Buying an investment property can be one of your wisest financial decisions. Over time, property owners can realize significant appreciation and steady cash flow through passive income if they choose the right properties.

But how do you find investment properties for sale? When done correctly, finding and choosing the right property type for you can be time-consuming. But it doesn’t have to be. Here are some places you can start exploring today to get into the real estate market.


What you need to know before searching for investment properties

Spending hours scrolling through listings websites and dreaming about properties can be fun. But if you’re looking to buy, you can do so more efficiently if you know what you’re looking for. We’ve put together a guide to real estate investing that can help you clarify your short- and long-term goals. 

Here are some other things to consider before you set off on your search so you can make the process as efficient as possible.


Calculate how much of an investment you want to make

Be realistic: how much can you afford to put down for a down payment, and how much can you afford to pay for a mortgage? Don’t forget to factor property taxes, closing costs, and homeowners insurance into that total cost. Sites like Zillow can help prospective homebuyers estimate mortgage payments and additional monthly and annual expenses based on the expected purchase price, market value, estimated interest rates from lenders, and historical data about each property, such as property taxes and homeowners association (HOA) fees.

▶ **Dataset extract**:
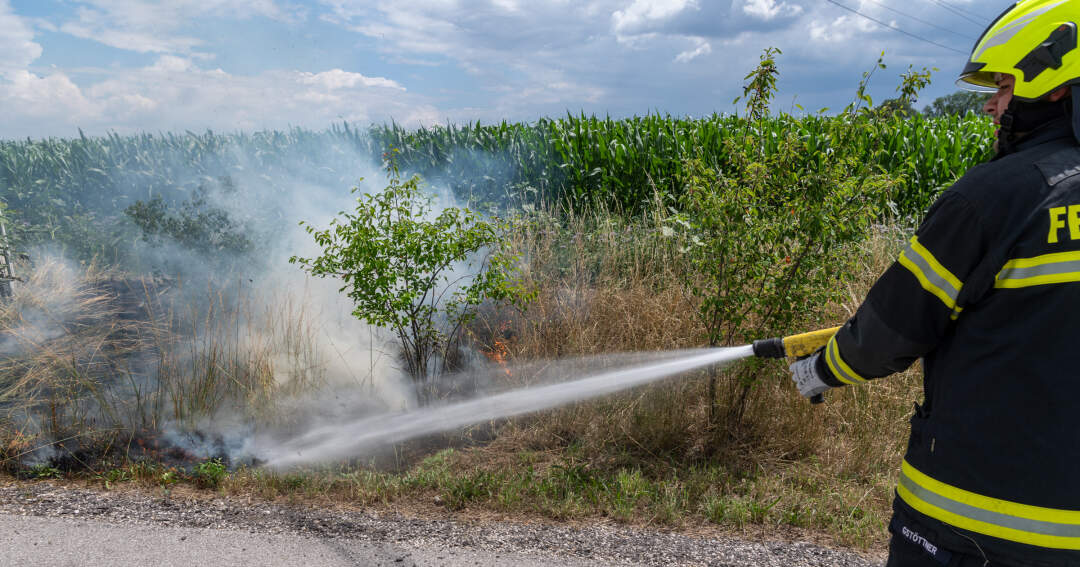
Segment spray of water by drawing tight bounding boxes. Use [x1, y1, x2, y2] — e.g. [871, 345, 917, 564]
[255, 346, 754, 468]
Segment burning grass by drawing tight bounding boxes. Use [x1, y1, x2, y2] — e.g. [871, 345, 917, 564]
[0, 207, 920, 546]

▶ **Actions to take**:
• 1. According to the excerpt on finding investment properties, which three costs should be factored into the total cost along with the down payment and mortgage?
• 2. For each statement below, say whether it agrees with the excerpt on finding investment properties, and quote the words of the excerpt that decide it. (a) Finding and choosing the right property type can be time-consuming when done correctly. (b) Property owners get steady cash flow no matter which properties they choose. (c) Closing costs should be left out of the total cost.

▶ **Exercise results**:
• 1. Property taxes, closing costs, and homeowners insurance.

• 2.
(a) Yes: "When done correctly, finding and choosing the right property type for you can be time-consuming."
(b) No: "property owners can realize significant appreciation and steady cash flow through passive income if they choose the right properties."
(c) No: "Don’t forget to factor property taxes, closing costs, and homeowners insurance into that total cost."